EXERCISE GOAL: Rewrite the lines of the records as a JSON list of strings, one string per line with blank lines omitted, starting at the line that contains "each like [16,43]." and ending at the final line of the records.

>> start INFORMATION SUPPLIED

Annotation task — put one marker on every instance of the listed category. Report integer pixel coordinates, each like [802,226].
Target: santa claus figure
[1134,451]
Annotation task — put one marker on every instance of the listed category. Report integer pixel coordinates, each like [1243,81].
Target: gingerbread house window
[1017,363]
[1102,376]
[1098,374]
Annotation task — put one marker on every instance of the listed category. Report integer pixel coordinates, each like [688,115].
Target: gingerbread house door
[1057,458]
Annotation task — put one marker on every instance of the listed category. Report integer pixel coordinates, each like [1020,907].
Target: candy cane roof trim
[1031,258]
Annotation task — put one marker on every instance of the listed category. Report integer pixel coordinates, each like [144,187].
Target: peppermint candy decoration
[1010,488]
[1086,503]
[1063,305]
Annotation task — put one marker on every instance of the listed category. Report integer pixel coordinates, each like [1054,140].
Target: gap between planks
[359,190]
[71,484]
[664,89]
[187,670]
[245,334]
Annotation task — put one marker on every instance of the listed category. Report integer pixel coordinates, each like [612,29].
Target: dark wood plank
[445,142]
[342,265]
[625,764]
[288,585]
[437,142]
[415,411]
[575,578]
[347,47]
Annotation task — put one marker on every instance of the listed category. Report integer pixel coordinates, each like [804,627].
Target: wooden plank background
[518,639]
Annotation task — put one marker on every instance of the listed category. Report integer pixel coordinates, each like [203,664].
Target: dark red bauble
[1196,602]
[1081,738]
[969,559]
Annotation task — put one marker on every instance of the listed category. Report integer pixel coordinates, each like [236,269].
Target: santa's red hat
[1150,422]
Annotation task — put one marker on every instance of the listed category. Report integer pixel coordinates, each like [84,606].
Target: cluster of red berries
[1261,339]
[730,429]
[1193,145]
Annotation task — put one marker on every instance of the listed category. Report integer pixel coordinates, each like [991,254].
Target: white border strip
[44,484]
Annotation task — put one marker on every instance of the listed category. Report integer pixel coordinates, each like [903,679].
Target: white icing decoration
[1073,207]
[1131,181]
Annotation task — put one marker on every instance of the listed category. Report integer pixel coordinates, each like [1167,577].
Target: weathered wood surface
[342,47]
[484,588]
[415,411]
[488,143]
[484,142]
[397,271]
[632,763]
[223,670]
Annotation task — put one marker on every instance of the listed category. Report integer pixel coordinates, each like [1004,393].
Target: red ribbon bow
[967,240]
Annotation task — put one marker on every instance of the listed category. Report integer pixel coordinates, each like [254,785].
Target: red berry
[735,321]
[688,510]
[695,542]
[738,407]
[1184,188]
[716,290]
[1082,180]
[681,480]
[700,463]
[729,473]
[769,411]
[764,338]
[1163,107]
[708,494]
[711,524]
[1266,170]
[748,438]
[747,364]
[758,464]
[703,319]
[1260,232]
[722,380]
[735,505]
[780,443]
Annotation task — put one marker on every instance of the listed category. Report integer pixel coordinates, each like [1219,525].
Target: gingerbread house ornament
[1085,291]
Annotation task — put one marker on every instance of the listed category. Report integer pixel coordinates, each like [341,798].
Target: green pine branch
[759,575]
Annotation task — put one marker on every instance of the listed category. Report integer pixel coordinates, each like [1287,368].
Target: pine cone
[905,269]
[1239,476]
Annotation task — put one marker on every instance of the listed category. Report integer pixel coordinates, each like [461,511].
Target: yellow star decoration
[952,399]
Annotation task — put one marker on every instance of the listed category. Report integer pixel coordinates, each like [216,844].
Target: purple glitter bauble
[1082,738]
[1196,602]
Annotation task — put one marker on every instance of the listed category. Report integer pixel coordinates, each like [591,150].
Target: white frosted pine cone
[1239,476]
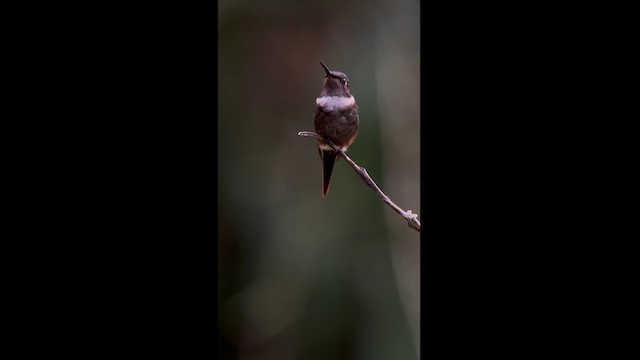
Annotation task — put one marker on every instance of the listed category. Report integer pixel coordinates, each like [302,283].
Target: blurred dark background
[301,276]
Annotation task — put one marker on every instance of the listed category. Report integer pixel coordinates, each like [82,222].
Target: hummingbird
[336,118]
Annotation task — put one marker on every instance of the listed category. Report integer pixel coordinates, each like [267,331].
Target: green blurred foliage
[300,276]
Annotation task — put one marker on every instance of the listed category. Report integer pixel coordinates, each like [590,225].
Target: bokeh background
[301,276]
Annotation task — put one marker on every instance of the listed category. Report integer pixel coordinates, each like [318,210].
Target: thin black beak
[325,68]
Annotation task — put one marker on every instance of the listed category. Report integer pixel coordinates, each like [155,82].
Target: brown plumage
[336,118]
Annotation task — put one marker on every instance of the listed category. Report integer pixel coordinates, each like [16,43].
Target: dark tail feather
[329,158]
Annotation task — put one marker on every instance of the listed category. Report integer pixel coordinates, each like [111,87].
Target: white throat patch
[332,103]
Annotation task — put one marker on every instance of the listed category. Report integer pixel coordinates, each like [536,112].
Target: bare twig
[410,217]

>> end INFORMATION SUPPLIED

EXPECTED ANSWER:
[
  "Annotation task — put one marker on every instance of the listed category. Report integer pixel coordinates, each like [16,43].",
  "Target: dark tail feather",
  "[329,158]",
  "Annotation task — put one marker on every instance of the listed category. Report integer pixel coordinates, each like [111,87].",
  "Target: white throat patch",
  "[332,103]",
  "Annotation task — put one marker on every instance of the listed category. Report integer pixel coordinates, each like [536,112].",
  "Target: bare twig",
  "[410,217]"
]